Work to be completed:
Count the lines below that contain the word "embankment", treating uppercase and lowercase as distinct, and give only the number.

------ Raw records ------

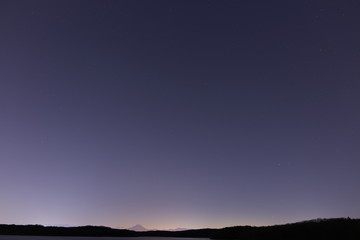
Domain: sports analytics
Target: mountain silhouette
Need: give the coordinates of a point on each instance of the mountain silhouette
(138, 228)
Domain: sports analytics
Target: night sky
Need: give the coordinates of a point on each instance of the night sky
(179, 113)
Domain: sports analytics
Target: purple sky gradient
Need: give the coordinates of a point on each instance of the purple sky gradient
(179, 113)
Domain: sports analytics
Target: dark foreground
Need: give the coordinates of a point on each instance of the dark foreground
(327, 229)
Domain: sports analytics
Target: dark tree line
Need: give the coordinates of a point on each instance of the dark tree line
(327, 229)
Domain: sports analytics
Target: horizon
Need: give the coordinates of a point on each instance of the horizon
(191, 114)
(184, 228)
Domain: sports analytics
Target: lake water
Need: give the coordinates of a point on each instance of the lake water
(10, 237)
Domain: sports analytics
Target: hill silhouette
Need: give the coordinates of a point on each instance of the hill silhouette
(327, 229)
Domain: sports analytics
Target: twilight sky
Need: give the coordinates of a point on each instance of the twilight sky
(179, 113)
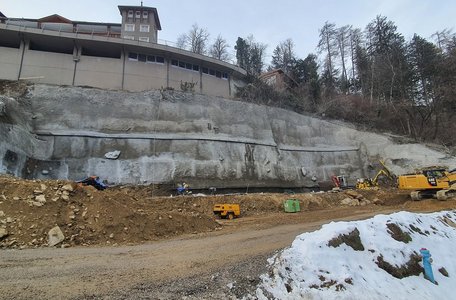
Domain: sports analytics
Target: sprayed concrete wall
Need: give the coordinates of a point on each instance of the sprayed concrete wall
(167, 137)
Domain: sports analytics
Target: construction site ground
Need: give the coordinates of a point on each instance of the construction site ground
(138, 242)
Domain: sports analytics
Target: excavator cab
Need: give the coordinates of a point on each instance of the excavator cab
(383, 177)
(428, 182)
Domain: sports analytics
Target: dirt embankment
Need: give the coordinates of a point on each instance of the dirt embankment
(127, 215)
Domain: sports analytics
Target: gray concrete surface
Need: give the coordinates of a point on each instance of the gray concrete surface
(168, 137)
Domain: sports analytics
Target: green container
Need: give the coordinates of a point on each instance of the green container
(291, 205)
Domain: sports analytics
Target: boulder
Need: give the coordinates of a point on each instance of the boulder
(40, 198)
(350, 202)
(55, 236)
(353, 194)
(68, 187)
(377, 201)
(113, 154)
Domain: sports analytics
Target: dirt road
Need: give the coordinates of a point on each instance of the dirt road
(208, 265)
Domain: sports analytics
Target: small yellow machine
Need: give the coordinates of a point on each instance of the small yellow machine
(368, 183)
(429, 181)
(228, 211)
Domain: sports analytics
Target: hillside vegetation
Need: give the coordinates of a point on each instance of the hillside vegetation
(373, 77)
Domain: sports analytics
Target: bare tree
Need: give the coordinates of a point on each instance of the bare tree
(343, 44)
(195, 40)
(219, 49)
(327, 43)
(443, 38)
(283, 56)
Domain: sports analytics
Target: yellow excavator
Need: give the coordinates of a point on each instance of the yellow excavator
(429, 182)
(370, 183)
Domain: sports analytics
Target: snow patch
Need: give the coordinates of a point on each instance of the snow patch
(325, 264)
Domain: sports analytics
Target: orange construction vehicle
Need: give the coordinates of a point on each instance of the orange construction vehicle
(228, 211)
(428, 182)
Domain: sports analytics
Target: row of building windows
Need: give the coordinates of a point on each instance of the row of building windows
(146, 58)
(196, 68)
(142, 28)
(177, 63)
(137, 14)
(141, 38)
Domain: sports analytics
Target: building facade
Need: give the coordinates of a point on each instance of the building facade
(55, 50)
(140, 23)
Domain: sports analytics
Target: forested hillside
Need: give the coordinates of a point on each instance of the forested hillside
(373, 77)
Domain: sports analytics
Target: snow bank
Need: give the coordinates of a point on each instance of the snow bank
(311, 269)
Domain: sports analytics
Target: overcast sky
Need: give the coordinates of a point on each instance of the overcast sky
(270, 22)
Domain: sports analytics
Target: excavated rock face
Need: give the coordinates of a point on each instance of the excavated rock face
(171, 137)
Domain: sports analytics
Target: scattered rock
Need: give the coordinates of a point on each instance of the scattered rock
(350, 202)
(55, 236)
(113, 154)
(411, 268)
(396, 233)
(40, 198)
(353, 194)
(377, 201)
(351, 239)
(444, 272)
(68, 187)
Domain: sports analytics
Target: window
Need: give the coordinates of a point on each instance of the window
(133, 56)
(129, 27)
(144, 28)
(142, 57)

------
------ Raw records ------

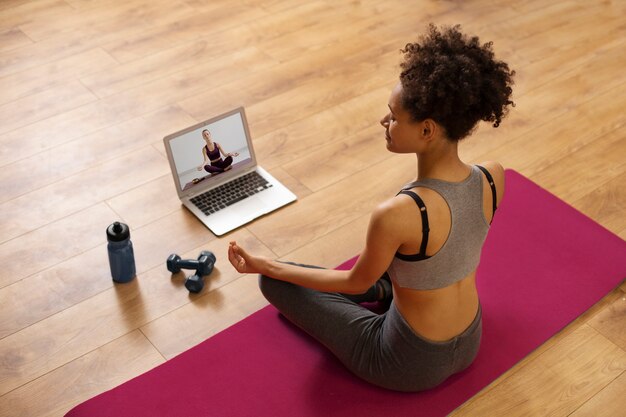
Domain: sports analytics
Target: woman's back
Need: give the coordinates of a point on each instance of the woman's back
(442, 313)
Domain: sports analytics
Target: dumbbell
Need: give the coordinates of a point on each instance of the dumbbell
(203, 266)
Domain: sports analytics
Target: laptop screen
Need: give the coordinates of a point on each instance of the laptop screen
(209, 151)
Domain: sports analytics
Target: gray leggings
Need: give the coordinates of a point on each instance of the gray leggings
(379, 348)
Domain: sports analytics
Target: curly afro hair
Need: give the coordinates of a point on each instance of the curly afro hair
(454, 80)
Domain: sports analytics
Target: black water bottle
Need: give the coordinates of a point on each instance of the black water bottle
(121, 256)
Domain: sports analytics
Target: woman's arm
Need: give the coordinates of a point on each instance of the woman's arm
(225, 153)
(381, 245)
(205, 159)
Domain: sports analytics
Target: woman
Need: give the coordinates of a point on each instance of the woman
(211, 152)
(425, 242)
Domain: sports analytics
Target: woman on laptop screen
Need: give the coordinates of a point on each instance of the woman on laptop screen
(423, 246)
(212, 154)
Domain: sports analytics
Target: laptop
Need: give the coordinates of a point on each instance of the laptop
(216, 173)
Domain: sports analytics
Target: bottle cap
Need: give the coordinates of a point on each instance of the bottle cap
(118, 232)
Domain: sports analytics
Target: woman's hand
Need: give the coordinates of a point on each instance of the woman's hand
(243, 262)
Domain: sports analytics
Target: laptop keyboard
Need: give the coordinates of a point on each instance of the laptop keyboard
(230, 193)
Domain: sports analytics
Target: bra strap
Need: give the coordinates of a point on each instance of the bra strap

------

Expected answer:
2